═════ Data shown ═════

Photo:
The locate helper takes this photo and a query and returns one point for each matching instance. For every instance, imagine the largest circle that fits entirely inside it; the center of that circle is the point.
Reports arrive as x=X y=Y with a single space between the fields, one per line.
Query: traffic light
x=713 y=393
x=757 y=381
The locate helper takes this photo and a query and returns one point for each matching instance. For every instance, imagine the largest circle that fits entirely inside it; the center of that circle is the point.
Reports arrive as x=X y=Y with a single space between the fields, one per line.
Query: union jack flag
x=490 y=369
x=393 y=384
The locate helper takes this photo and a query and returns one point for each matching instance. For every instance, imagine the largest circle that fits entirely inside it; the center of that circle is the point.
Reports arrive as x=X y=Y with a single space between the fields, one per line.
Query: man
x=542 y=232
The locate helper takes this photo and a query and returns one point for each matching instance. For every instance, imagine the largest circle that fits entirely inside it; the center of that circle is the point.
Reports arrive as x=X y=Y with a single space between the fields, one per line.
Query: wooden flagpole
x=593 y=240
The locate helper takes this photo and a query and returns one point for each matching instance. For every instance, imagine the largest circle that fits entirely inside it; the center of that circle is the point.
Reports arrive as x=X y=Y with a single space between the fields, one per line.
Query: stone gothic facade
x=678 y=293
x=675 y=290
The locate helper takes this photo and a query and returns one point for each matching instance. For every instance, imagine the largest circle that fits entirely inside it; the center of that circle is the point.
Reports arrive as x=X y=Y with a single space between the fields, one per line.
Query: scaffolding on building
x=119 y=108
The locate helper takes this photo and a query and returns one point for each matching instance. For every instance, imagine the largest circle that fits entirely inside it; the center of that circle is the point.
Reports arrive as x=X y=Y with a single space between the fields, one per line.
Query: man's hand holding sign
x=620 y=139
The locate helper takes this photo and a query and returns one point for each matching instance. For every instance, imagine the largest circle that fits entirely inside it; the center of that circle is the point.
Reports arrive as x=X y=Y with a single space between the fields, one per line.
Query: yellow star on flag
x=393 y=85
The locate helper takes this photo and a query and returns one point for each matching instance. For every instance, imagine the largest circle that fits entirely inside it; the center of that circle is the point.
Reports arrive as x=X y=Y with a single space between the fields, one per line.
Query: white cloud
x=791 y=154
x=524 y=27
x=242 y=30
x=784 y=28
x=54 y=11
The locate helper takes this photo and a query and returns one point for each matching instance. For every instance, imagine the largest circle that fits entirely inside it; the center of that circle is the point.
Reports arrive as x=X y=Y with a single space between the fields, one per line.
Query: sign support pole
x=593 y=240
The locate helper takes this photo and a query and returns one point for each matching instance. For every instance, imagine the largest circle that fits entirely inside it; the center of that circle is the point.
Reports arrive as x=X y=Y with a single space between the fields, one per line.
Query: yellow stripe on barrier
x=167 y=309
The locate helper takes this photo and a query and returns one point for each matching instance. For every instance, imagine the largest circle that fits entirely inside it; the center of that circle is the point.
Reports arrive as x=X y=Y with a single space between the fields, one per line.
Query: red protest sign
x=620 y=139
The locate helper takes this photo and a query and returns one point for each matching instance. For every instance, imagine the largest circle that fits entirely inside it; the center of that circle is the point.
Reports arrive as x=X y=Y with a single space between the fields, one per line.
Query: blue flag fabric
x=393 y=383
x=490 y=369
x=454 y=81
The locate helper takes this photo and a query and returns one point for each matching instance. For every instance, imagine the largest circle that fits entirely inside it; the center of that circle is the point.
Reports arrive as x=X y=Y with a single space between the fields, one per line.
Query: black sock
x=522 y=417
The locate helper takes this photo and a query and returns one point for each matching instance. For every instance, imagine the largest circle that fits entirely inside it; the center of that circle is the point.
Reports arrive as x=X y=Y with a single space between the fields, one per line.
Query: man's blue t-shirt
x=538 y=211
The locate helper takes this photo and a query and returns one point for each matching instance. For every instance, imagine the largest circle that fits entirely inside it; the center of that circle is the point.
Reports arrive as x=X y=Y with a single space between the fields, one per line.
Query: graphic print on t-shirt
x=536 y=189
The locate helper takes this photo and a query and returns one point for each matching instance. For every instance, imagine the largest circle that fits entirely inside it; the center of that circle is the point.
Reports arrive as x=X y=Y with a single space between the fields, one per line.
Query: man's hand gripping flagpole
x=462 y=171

═════

**Exercise aim:**
Rewrite the listing from its first line up to and including the line with "x=757 y=381", keeping the requests, and shift every x and y coordinate in the answers up by 106.

**Solution to the exercise:**
Photo:
The locate helper takes this photo and a query and returns one point for each matching instance. For every instance, imagine the largest circle that fits entirely inside it; the center of that circle is the point.
Reports arrive as x=X y=Y with a single space between the fields, one per line.
Query: traffic light
x=819 y=499
x=863 y=487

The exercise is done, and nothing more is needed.